[[ PROVIDED MATERIAL, beginning ]]

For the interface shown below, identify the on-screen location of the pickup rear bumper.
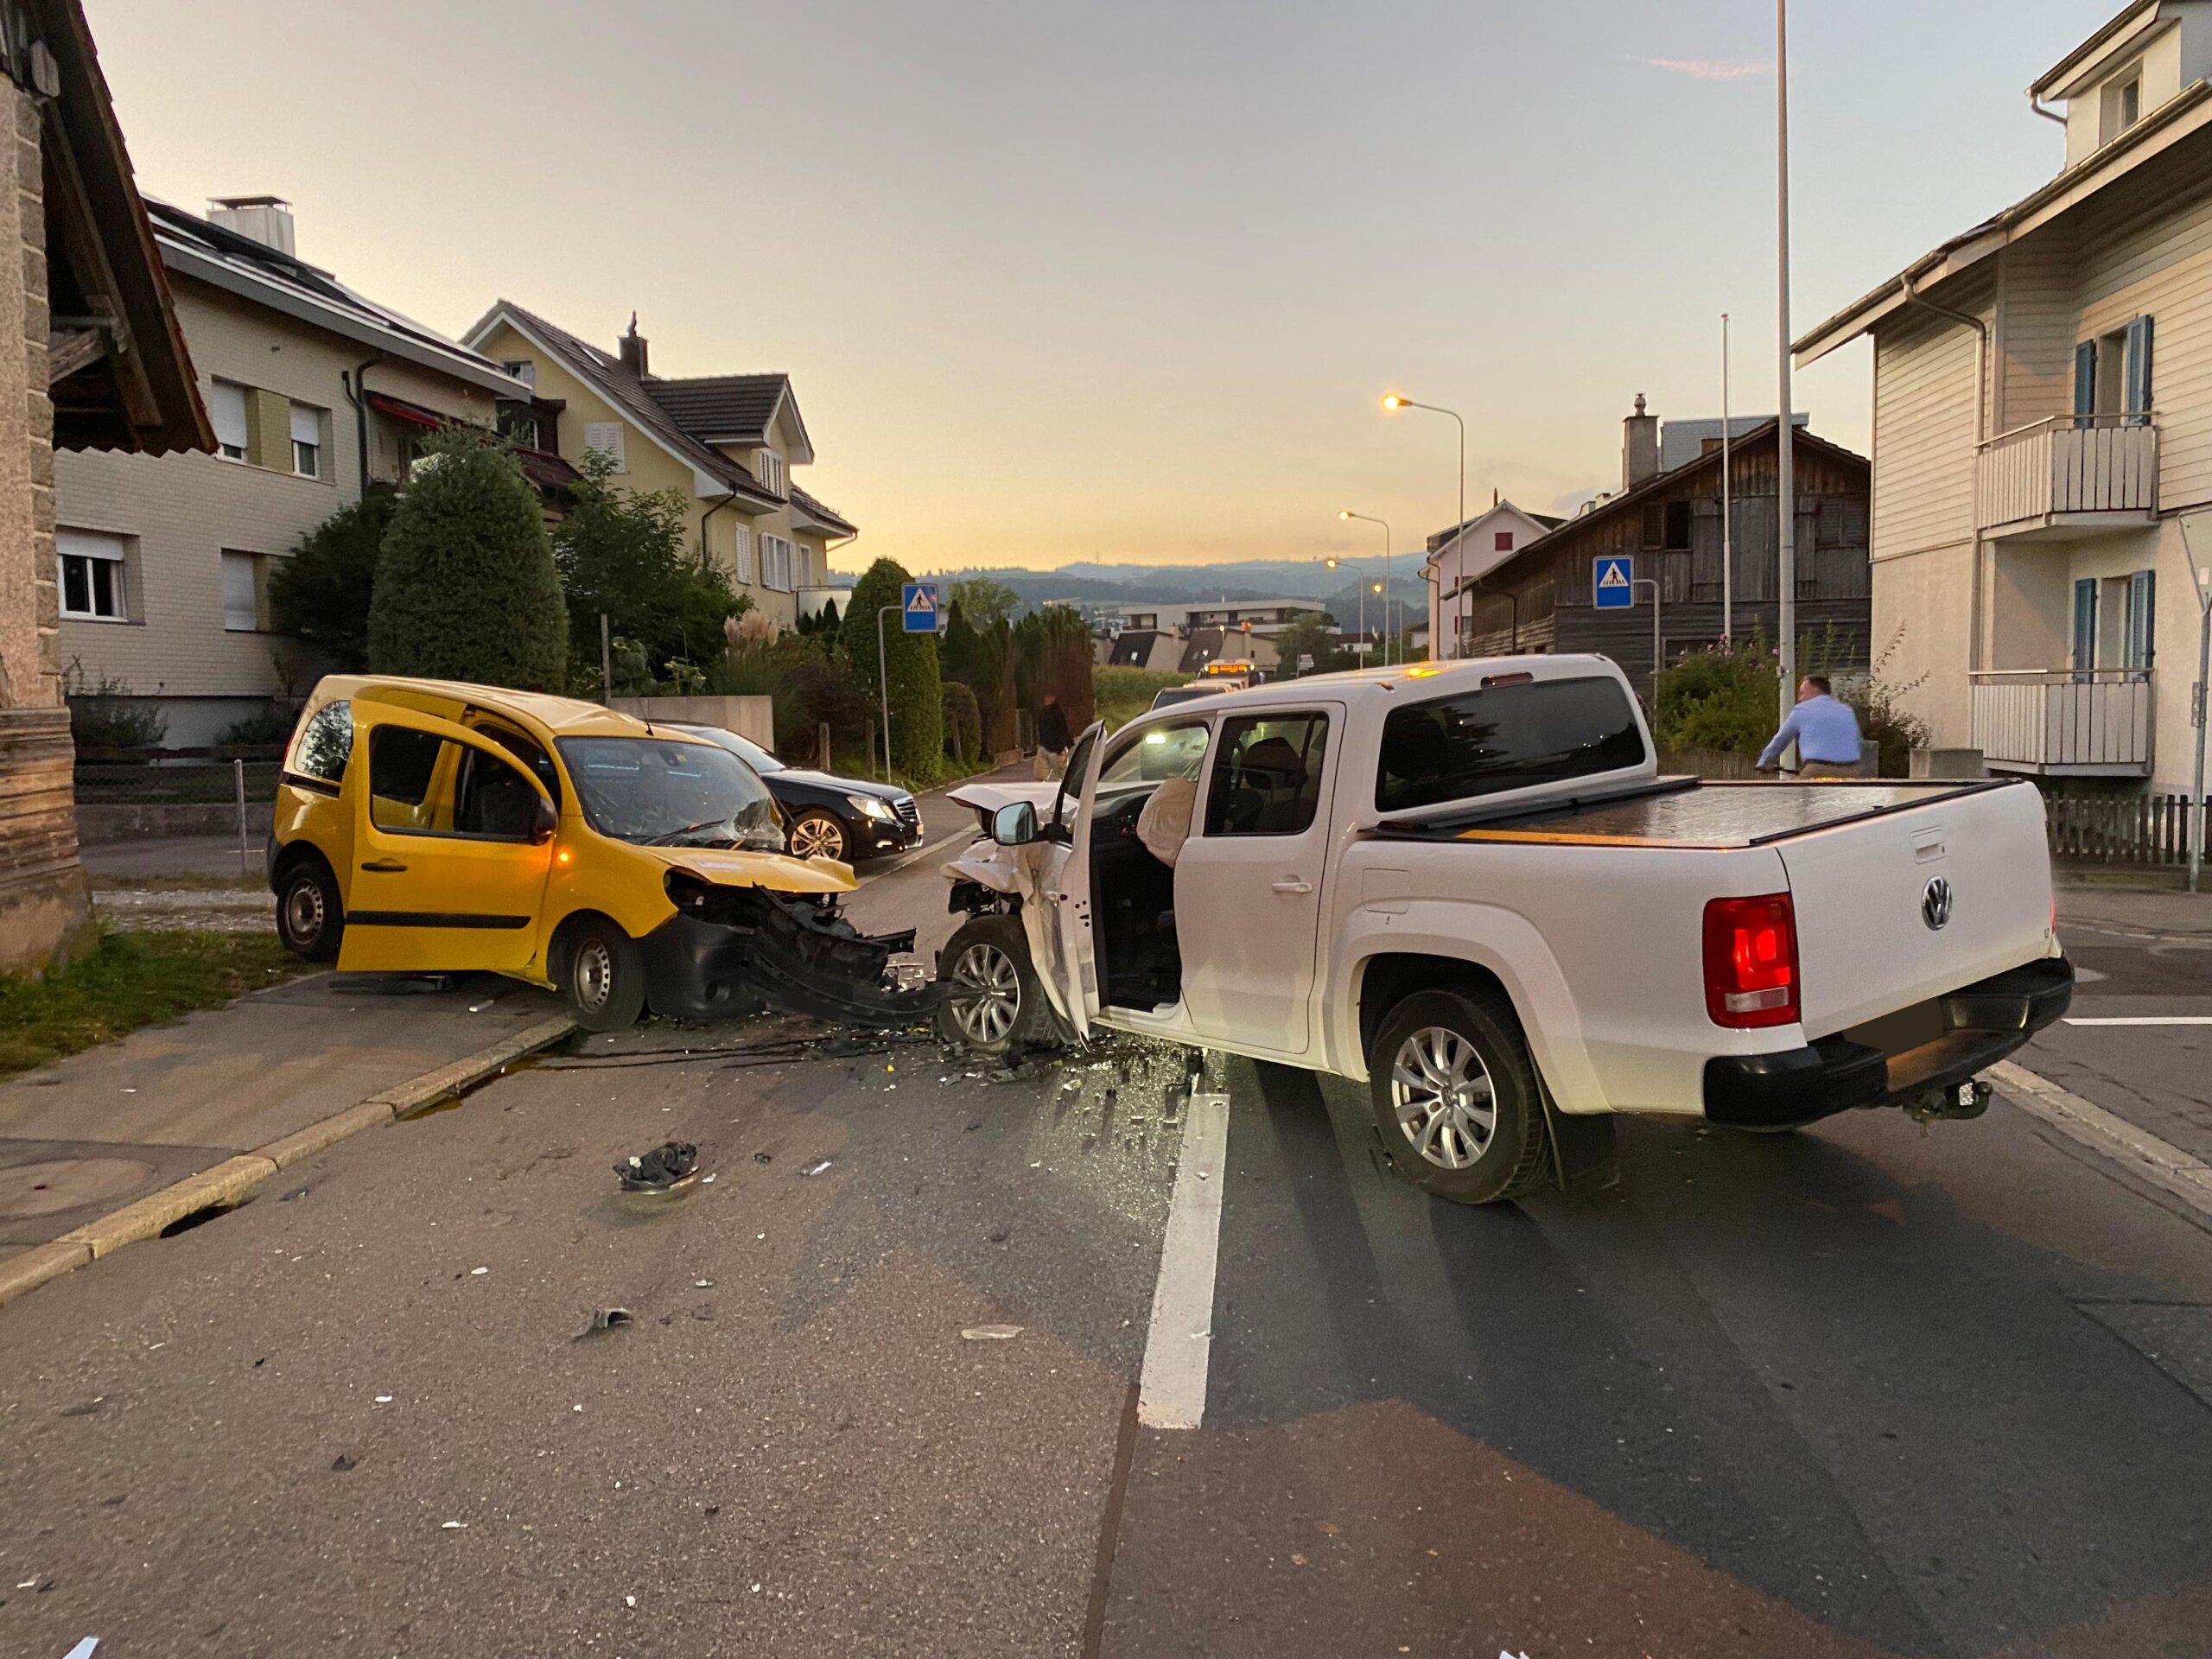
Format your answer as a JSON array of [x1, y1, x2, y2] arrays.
[[1702, 957, 2074, 1128]]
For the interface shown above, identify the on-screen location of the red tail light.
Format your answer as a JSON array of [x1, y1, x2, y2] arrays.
[[1703, 893, 1800, 1028]]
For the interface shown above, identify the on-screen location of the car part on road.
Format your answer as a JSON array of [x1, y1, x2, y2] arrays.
[[802, 1157, 834, 1177], [615, 1141, 697, 1191], [653, 872, 938, 1029], [1368, 987, 1553, 1205], [936, 913, 1055, 1058], [273, 854, 344, 960], [961, 1324, 1023, 1340], [576, 1307, 635, 1338]]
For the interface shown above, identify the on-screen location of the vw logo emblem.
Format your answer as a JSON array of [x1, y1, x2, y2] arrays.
[[1922, 875, 1954, 931]]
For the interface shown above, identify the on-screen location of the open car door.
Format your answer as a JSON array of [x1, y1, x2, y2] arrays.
[[1023, 721, 1105, 1039], [336, 704, 556, 976]]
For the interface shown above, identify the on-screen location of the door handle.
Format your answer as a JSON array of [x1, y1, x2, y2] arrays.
[[360, 859, 408, 873], [1272, 877, 1313, 894]]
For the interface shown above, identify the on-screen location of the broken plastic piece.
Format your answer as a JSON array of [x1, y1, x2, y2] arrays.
[[962, 1324, 1023, 1341], [577, 1308, 634, 1338], [802, 1158, 834, 1177], [616, 1141, 698, 1191], [330, 1453, 356, 1471]]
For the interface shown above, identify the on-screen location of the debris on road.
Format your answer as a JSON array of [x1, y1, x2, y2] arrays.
[[441, 1520, 467, 1530], [962, 1324, 1023, 1341], [753, 1151, 772, 1163], [469, 1266, 488, 1276], [576, 1308, 635, 1339], [330, 1454, 356, 1471], [62, 1640, 99, 1659], [615, 1141, 698, 1192], [802, 1158, 834, 1177]]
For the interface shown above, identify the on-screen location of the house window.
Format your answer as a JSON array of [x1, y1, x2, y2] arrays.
[[1494, 531, 1514, 552], [2101, 68, 2143, 144], [502, 359, 536, 391], [209, 380, 249, 461], [1815, 496, 1868, 549], [2126, 569, 2156, 671], [756, 449, 785, 495], [761, 534, 794, 592], [221, 550, 265, 632], [2075, 316, 2154, 424], [582, 422, 626, 471], [1643, 499, 1692, 551], [290, 402, 323, 477], [58, 528, 128, 620]]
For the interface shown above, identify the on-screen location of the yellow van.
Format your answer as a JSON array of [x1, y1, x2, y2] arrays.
[[268, 676, 932, 1032]]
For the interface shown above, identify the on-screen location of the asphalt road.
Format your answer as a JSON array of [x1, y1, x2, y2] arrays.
[[4, 852, 2212, 1657]]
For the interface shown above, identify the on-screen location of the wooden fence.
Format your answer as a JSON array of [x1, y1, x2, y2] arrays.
[[2044, 793, 2196, 866]]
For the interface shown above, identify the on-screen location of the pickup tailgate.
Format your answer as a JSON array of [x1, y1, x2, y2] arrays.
[[1779, 781, 2055, 1039]]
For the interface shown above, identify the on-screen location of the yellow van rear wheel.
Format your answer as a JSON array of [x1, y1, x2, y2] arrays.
[[561, 916, 645, 1032]]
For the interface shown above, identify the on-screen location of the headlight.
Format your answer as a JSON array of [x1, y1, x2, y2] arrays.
[[851, 794, 895, 820]]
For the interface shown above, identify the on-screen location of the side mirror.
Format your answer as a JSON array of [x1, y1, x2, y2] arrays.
[[992, 800, 1039, 846], [532, 796, 559, 844]]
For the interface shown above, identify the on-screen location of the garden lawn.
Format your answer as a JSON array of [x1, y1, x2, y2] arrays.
[[0, 929, 302, 1078]]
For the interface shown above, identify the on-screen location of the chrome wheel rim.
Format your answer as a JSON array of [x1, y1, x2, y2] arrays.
[[574, 938, 615, 1013], [283, 880, 324, 943], [948, 941, 1020, 1046], [791, 816, 844, 860], [1389, 1026, 1496, 1170]]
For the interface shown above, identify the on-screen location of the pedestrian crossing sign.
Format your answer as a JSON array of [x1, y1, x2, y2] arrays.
[[1593, 556, 1634, 610], [902, 581, 942, 632]]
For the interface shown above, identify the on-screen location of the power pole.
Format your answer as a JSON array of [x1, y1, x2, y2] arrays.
[[1776, 0, 1798, 723], [1721, 313, 1735, 645]]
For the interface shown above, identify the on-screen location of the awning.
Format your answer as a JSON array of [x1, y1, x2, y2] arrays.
[[365, 390, 449, 429]]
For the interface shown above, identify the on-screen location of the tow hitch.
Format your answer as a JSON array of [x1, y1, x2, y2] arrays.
[[1903, 1077, 1992, 1125]]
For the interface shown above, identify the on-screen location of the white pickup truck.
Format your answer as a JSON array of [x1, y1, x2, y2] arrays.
[[936, 654, 2072, 1205]]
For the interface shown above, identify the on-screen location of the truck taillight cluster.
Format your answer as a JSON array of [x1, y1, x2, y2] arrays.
[[1702, 893, 1799, 1028]]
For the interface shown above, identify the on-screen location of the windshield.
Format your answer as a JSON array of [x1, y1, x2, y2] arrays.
[[1099, 721, 1210, 795], [718, 730, 785, 774], [556, 737, 786, 851]]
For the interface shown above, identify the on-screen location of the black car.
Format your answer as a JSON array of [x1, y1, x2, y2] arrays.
[[671, 725, 922, 863]]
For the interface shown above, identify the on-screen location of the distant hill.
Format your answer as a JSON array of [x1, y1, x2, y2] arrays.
[[928, 560, 1426, 620]]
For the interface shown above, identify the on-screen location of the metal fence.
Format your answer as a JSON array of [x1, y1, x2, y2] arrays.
[[2045, 793, 2196, 866], [74, 760, 282, 805]]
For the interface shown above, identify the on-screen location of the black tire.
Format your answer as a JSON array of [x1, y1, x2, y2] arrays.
[[1367, 987, 1552, 1205], [274, 853, 344, 963], [788, 809, 849, 862], [561, 916, 645, 1033], [936, 913, 1053, 1057]]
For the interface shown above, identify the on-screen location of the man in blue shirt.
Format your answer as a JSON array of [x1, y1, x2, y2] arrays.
[[1758, 674, 1864, 778]]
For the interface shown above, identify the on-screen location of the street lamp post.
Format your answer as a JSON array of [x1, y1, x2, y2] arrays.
[[1339, 511, 1392, 664], [1776, 0, 1798, 728], [875, 604, 899, 782], [1382, 395, 1465, 658]]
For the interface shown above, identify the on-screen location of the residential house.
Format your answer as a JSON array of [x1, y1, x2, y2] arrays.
[[0, 0, 209, 971], [1423, 499, 1562, 659], [463, 306, 857, 632], [1459, 397, 1872, 691], [1098, 597, 1332, 674], [54, 196, 530, 747], [1659, 413, 1808, 474], [1795, 0, 2212, 793]]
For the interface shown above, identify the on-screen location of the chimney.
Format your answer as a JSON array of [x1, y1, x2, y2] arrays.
[[207, 195, 296, 256], [618, 313, 650, 378], [1622, 393, 1660, 490]]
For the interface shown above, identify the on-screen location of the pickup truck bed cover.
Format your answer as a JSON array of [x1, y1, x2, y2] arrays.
[[1375, 776, 2017, 849]]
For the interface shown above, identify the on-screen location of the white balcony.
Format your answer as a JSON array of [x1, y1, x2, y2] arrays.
[[1970, 669, 2152, 776], [1974, 416, 2158, 540]]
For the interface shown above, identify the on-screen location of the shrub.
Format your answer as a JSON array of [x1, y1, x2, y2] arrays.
[[63, 661, 165, 754], [269, 492, 397, 671], [1850, 625, 1932, 777], [839, 557, 944, 781], [555, 450, 742, 690], [213, 704, 297, 749], [774, 654, 876, 761], [366, 429, 567, 690], [1092, 666, 1185, 731], [941, 680, 982, 766], [1652, 632, 1779, 759]]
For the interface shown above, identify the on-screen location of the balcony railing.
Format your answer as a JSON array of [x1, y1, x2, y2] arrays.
[[1974, 415, 2158, 533], [1970, 668, 2152, 774]]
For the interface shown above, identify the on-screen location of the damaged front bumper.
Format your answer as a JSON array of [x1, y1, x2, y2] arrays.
[[647, 874, 941, 1030]]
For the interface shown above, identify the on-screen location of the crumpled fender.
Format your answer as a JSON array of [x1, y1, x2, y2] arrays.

[[ PROVIDED MATERIAL, end ]]

| PROMPT |
Only the lines from the beginning of the listing through the line with "broken plastic piece.", both ends included, are to be repeated exactly; pictures stay out.

| SOLUTION FOR THIS EXERCISE |
For the interface shown below, identify the on-screen location of the pickup rear bumper.
Format your answer as a JSON array of [x1, y1, x2, y2] arrays.
[[1702, 957, 2074, 1128]]
For the interface shown above, identify the on-screen location of the red tail light.
Format your answer as a JSON array of [x1, y1, x2, y2] arrays.
[[1703, 893, 1800, 1028]]
For the interface shown above, identify the on-screen location of the car part on road.
Format your answer as a JSON array of [x1, y1, x2, y2] arrays.
[[802, 1157, 834, 1177], [615, 1141, 697, 1191], [653, 872, 938, 1029], [1368, 987, 1553, 1205], [936, 913, 1055, 1058], [273, 854, 344, 960], [961, 1324, 1023, 1340], [576, 1307, 635, 1338]]
For the interface shown above, identify the on-screen location of the vw logo emblem.
Format your answer as a JSON array of [x1, y1, x2, y2] arrays.
[[1922, 875, 1954, 931]]
For the interface shown above, identify the on-screen location of the open car door.
Format your answer as a JSON array of [x1, y1, x2, y2] arrays.
[[1023, 721, 1105, 1039], [336, 704, 556, 976]]
For the interface shown above, identify the on-screen location of the door handle.
Format your answer as a JSON array of [x1, y1, x2, y2] arrays.
[[360, 859, 408, 873], [1272, 877, 1313, 894]]
For the interface shown above, identify the on-screen location of the broken plastic piece.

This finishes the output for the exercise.